### Available records
>>>>

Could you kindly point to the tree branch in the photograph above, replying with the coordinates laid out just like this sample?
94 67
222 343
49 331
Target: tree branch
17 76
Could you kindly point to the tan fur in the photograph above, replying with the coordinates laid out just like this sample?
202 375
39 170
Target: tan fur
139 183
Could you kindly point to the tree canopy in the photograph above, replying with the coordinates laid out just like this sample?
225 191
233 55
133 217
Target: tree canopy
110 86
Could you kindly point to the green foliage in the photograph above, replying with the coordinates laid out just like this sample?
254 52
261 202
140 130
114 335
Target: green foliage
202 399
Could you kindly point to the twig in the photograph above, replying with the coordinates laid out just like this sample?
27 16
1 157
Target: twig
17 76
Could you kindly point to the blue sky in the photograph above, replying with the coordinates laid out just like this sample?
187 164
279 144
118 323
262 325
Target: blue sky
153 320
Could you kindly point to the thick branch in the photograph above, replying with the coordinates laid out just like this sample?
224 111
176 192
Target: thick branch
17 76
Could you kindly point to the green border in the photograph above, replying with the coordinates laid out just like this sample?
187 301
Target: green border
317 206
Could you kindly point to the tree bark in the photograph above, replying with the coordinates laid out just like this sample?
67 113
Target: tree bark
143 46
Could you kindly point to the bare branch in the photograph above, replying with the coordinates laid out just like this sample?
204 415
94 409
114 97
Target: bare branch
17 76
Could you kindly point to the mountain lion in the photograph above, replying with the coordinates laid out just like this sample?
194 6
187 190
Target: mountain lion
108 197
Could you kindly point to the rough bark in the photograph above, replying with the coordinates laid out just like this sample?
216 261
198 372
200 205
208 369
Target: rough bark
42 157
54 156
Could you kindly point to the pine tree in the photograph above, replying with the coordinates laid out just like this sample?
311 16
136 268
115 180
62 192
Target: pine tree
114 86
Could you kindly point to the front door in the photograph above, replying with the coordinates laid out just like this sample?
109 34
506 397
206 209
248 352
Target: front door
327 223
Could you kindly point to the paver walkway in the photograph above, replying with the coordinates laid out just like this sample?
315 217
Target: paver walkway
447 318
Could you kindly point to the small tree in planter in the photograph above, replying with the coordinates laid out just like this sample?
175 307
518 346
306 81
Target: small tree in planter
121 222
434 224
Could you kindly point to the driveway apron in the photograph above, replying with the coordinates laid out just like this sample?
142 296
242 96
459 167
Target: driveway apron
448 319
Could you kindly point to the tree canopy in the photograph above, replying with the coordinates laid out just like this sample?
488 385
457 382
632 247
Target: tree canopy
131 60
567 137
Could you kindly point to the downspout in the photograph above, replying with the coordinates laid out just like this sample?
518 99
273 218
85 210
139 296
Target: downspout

<<<<

All of the data needs to be reproduced exactly, with no line missing.

Could you kindly point to the tree branch in the photograph above, replying with the coordinates laid out just like this sample?
94 67
222 343
49 331
Target: tree branch
17 76
Could you kindly point to the tan fur in the photograph above, replying with the coordinates laid out just like this sample?
202 375
39 170
Target: tan fur
139 183
Could you kindly point to the tree canopy in the photograph above, replying with the coordinates laid out just like this sample?
225 191
233 55
133 217
Target: tree canopy
110 86
Could you kindly point to the green foliage in the photograph above, replying with the coordinates laid out just like this sample?
254 52
261 202
140 130
114 335
Target: green foliage
202 399
Could you kindly point to the twig in the photograph above, replying with the coordinates laid out just like this sample?
27 16
1 157
Target: twig
17 76
Could you kindly point to the blue sky in the photograph above, replying with the coordinates laid out just like this sample?
187 164
279 144
118 323
262 325
Target: blue sky
153 320
Could you kindly point to the thick branch in the photograph above, replying with the coordinates laid out just like this sample?
224 111
176 192
Target: thick branch
17 76
Could you kindly point to the green border in the photograph above, replying with the coordinates laid out just like this sample?
187 301
Target: green border
317 206
Could you kindly point to the tree bark in the photograph above, replying with the coordinates laid out just like this sample?
67 113
Target: tree bark
143 46
Could you kindly point to the bare branch in the photograph above, replying with the coordinates laid out just like this sample?
204 415
94 409
114 97
Target: bare branch
17 76
Could you kindly point to the mountain lion in the photograph above, replying with the coordinates laid out just like this sample?
194 6
187 190
Target: mountain lion
108 197
Could you kindly point to the rough bark in the photograph above, replying with the coordinates laid out just like this sample?
216 261
198 372
200 205
208 369
Target: rough bark
42 157
54 156
Could you kindly point to the pine tree in the photograph above, replying with the coordinates laid out just like this sample?
311 16
136 268
115 180
62 192
Target: pine tree
114 86
Could you kindly point to the front door in the photograph above, replying with the coordinates laid out just like this sample?
109 34
506 397
206 209
248 352
Target: front door
327 223
Could you kindly point to the paver walkway in the photograph above, replying with the coordinates laid out just like this sample?
315 217
Target: paver walkway
447 318
Could you kindly point to the small tree in planter in the photograph above, replying with the coordinates laid out just like this sample?
175 307
518 346
306 81
Target: small tree in planter
121 222
434 224
Could you kindly point to the driveway apron in the photograph above, replying with the coordinates laid out just like this sample?
142 296
242 96
459 167
Target: driveway apron
448 319
Could you kindly point to the tree canopy in the photograph above, replying with the coordinates laid out just like this sample?
488 385
457 382
632 247
Target: tree canopy
131 60
567 137
Could you kindly point to the downspout in the photograph above, replying with the coordinates laid out just like this sample?
518 99
273 218
85 210
139 296
Target: downspout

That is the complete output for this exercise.